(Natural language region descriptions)
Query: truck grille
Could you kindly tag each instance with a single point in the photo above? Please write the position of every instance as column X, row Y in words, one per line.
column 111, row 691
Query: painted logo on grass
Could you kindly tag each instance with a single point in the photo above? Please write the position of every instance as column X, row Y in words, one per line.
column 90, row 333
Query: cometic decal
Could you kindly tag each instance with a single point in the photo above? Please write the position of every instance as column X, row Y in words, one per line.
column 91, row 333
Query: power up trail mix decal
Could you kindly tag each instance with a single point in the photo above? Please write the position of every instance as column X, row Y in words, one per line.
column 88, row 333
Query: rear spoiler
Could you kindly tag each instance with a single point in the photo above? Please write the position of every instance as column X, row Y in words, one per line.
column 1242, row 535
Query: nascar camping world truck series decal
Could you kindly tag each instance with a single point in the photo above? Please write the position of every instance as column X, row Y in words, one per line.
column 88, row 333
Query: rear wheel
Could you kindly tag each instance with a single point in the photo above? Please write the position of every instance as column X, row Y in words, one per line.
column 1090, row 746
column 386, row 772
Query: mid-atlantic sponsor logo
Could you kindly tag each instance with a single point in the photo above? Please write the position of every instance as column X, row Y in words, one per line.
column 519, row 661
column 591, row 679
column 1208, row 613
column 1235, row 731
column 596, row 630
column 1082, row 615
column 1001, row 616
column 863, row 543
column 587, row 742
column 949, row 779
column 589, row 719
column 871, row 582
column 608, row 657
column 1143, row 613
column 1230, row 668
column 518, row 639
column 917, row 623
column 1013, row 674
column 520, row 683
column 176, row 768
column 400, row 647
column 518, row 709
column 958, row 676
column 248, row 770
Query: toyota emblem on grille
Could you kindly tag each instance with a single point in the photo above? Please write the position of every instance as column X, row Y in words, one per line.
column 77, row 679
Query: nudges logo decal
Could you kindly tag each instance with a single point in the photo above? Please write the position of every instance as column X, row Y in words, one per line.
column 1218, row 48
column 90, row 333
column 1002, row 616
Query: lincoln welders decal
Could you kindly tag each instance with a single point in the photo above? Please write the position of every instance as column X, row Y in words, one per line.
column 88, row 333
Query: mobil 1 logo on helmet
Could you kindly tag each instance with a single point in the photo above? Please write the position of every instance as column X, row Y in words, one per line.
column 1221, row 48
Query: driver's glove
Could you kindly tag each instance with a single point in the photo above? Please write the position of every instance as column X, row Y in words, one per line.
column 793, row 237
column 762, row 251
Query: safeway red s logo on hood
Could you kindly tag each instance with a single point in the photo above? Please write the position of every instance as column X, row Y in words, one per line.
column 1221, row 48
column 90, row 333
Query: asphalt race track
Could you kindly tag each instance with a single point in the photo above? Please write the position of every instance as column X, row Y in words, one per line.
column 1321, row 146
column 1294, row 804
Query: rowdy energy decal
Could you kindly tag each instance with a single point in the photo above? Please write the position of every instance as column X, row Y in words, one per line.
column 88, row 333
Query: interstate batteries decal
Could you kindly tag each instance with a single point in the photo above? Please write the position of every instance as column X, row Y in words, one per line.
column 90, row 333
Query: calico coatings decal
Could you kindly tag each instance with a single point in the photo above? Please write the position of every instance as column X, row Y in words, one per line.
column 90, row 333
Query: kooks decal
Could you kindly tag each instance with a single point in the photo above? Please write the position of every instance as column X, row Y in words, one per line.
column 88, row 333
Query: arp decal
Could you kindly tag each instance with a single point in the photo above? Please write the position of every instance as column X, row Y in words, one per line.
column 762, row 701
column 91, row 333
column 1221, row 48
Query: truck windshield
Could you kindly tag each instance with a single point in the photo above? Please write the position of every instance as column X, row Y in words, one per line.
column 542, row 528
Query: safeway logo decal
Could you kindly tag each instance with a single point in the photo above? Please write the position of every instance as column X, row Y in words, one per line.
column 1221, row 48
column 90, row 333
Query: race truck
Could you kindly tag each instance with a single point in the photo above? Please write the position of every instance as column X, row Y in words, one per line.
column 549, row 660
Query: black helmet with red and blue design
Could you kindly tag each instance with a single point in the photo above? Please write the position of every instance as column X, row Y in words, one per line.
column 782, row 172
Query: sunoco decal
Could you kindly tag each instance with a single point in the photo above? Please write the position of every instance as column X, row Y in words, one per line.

- _Exercise details_: Give the data again, exactly as it appears above.

- _Solution to the problem_:
Query: truck grille
Could you kindly tag each instance with a single point in the photo above? Please write the position of every instance as column X, row Y in words, one per line.
column 111, row 691
Query: painted logo on grass
Could you kindly tag each instance with a single point in the photo above? Please write the position of every instance as column X, row Y in words, one per line.
column 90, row 333
Query: cometic decal
Could you kindly tag each instance with a single point in the photo above? Please write the position of every instance as column X, row Y in words, one per line.
column 91, row 333
Query: power up trail mix decal
Could you kindly tag each instance with a single point in the photo above? Please write the position of every instance as column X, row Y in words, one per line.
column 88, row 333
Query: rear spoiler
Could you kindly tag each instance with a single point in the photo above? Please write the position of every instance as column X, row Y in words, one per line.
column 1242, row 535
Query: nascar camping world truck series decal
Could you kindly tag each instance with a single point in the photo above? Please write the position of every instance as column X, row Y in words, one per line.
column 88, row 333
Query: rear wheel
Could you kindly tag each instance with a single point in the photo above? Please write the position of every instance as column X, row Y in words, one per line.
column 1090, row 746
column 386, row 772
Query: mid-atlantic sponsor logo
Could you kindly tag each instance with a single point in the photo above? Please write the position of every instance as column X, row Y in words, one per line.
column 519, row 661
column 591, row 679
column 1208, row 613
column 1235, row 731
column 596, row 630
column 1082, row 615
column 1001, row 616
column 863, row 543
column 587, row 742
column 949, row 779
column 589, row 719
column 871, row 582
column 608, row 657
column 1143, row 613
column 1230, row 668
column 518, row 639
column 917, row 623
column 1013, row 674
column 520, row 683
column 176, row 768
column 400, row 647
column 518, row 709
column 958, row 676
column 248, row 770
Query: toyota emblem on grille
Could you kindly tag each instance with a single point in the photo above? Please write the position of every instance as column X, row Y in words, one per line.
column 77, row 679
Query: nudges logo decal
Could you kindly tag each instance with a single point in the photo above? Please write the position of every instance as column X, row Y in words, one per line.
column 1218, row 48
column 90, row 333
column 1002, row 616
Query: lincoln welders decal
Could you kindly tag each instance with a single point in the photo above? Please write the position of every instance as column X, row Y in words, one per line.
column 88, row 333
Query: mobil 1 logo on helmet
Could you kindly tag each instance with a single point in the photo above? Please write the position of every instance as column X, row Y in words, one per line.
column 1221, row 48
Query: driver's glove
Could you kindly tag each instance with a single point in the photo above? Please write the position of every instance as column X, row Y in words, one per line.
column 793, row 237
column 762, row 251
Query: safeway red s logo on hood
Could you kindly tag each instance with a single point in the photo above? Please write the position of every instance as column X, row Y in words, one per line.
column 1221, row 48
column 90, row 333
Query: asphalt race track
Could you kindly tag each instance with a single point in the photo above? Please write the position of every instance as column X, row Y in words, one per line.
column 1321, row 146
column 1294, row 804
Query: rowdy energy decal
Could you kindly tag each instance with a single point in the photo above? Please write the position of every instance as column X, row Y in words, one per line.
column 88, row 333
Query: interstate batteries decal
Could you kindly tag each instance with a single point in the photo above? Please write the position of every instance as column X, row Y in words, one per line.
column 90, row 333
Query: calico coatings decal
Could you kindly tag each instance with a single point in the photo above? Please write the position of every instance as column X, row Y in words, one per line.
column 90, row 333
Query: kooks decal
Could you kindly tag each instance with a single point in the photo above? Please write the position of every instance as column X, row Y in words, one per line.
column 88, row 333
Query: arp decal
Could you kindly tag each instance with a single point in the photo above? Please write the position of every instance as column X, row Y in words, one per line.
column 762, row 701
column 91, row 333
column 1221, row 48
Query: truck windshield
Could you kindly tag each instance with a single point in the photo above? Please write the position of every instance as column X, row Y in words, one per line.
column 542, row 528
Query: safeway logo decal
Could you kindly tag each instance with a single point in the photo above? Please write the position of every instance as column X, row Y in words, one per line.
column 1221, row 48
column 90, row 333
Query: race truck
Could you kindly tag each instance with a single point in the photo above? Please write the position of every instance as column X, row Y in words, one per line.
column 549, row 660
Query: black helmet with red and blue design
Could you kindly tag each instance with a single point in the photo above? Please write the position of every instance as column X, row Y in words, one per line.
column 782, row 172
Query: sunoco decal
Could you kindly tag each instance with a single point in the photo above? Please write the position of every instance as column X, row Y in words, one per line.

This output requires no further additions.